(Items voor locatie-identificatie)
-*-
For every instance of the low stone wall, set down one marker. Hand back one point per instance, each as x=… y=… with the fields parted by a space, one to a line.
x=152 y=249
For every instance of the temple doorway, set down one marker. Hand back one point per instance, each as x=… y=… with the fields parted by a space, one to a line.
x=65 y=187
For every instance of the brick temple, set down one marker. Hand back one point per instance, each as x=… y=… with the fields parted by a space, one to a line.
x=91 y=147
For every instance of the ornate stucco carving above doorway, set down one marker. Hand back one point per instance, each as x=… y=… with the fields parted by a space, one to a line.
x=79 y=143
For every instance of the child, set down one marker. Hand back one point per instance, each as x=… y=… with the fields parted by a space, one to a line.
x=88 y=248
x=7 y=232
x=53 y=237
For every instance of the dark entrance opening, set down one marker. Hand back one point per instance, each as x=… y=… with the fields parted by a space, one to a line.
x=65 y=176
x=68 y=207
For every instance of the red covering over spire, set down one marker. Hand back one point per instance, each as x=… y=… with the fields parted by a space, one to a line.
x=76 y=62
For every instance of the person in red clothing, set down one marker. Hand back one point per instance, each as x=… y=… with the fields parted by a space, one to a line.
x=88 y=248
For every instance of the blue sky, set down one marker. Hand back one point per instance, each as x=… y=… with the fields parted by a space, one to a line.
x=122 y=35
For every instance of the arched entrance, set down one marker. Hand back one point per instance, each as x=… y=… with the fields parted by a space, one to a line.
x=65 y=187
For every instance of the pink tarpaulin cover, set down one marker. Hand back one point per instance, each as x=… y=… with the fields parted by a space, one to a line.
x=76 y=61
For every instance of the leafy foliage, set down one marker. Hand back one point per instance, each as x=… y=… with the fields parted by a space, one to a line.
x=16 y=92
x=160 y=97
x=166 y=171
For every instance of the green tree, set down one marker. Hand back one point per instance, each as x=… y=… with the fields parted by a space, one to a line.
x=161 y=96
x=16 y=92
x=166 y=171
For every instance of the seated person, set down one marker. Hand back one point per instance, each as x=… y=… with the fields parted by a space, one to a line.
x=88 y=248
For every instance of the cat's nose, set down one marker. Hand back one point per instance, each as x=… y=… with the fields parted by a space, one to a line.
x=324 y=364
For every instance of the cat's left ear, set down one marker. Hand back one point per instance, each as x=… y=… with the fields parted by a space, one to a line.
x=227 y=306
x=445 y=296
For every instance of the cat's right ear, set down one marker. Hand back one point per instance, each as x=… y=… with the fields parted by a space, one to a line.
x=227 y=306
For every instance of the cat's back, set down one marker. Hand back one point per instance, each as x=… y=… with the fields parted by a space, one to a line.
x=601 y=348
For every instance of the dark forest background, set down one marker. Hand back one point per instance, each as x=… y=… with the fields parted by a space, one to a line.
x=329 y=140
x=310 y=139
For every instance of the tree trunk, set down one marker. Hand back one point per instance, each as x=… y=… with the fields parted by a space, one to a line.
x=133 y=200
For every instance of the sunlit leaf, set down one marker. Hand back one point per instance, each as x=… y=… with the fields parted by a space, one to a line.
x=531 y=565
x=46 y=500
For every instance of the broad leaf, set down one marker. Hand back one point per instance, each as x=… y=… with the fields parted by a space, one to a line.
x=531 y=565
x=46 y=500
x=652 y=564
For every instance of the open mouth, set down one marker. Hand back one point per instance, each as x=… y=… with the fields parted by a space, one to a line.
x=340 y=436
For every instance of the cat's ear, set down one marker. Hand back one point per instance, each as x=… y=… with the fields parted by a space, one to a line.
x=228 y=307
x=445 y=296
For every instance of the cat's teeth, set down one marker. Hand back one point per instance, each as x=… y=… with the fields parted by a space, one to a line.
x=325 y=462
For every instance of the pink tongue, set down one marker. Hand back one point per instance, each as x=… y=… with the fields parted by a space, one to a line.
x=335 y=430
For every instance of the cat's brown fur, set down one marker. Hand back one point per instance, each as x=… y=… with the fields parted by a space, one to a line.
-*-
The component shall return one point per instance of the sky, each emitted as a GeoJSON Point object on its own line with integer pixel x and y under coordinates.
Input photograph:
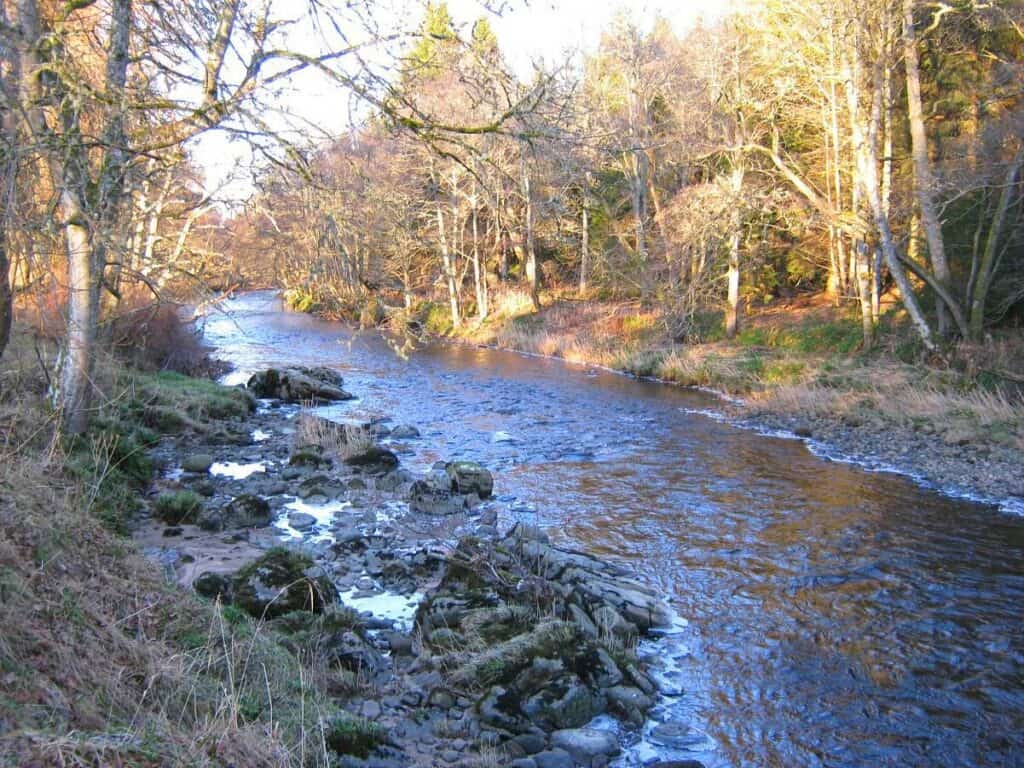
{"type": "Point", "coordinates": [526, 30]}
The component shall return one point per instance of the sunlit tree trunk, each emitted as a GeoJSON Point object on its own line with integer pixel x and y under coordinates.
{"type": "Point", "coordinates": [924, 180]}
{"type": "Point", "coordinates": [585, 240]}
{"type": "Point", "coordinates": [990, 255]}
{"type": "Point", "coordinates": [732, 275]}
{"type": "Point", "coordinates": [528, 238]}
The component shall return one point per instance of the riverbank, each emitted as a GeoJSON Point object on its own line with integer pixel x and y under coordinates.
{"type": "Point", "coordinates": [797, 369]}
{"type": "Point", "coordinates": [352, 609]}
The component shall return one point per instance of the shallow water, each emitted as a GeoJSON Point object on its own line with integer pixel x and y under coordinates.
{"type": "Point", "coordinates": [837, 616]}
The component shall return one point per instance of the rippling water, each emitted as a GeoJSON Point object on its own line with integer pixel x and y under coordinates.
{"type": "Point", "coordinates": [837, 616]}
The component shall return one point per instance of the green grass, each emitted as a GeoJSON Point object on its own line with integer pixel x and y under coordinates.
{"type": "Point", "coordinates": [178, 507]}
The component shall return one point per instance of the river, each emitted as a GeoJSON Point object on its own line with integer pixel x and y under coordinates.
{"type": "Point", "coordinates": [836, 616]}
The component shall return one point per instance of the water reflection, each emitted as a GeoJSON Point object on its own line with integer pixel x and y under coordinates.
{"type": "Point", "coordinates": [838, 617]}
-*-
Opdracht:
Geef alles in het materiaal van de regel met "For every instance of the open" tot en met de regel met "For every instance of the cat's brown" weer als een Markdown-tabel met de kolommen Rij en Regel, waarbij je lege regels weglaat.

Verwacht antwoord:
| Rij | Regel |
|---|---|
| 1 | For every instance of the open mouth, set down one marker. Hand back one point per instance, each as x=… y=… with the fields parted by a space, one to a line. |
| 2 | x=340 y=436 |
| 3 | For every instance of the cat's ear, set down one marker. Hand back one point per instance, each as x=… y=… with the fields parted by a space, one to a line. |
| 4 | x=228 y=307 |
| 5 | x=445 y=296 |
| 6 | For every instance of the cat's teeth, set down one marker. Hand back one point per instance, each as x=… y=… with the fields parted by a space, one to a line. |
| 7 | x=325 y=462 |
| 8 | For every instance of the pink tongue, set down one marker. Hand back one point per instance, each as x=… y=… with the fields parted by a space, one to a line. |
| 9 | x=335 y=430 |
| 10 | For every instance of the cat's brown fur, set down one marker. Hand back one point per instance, each as x=… y=… with the fields parted by a space, one to a line. |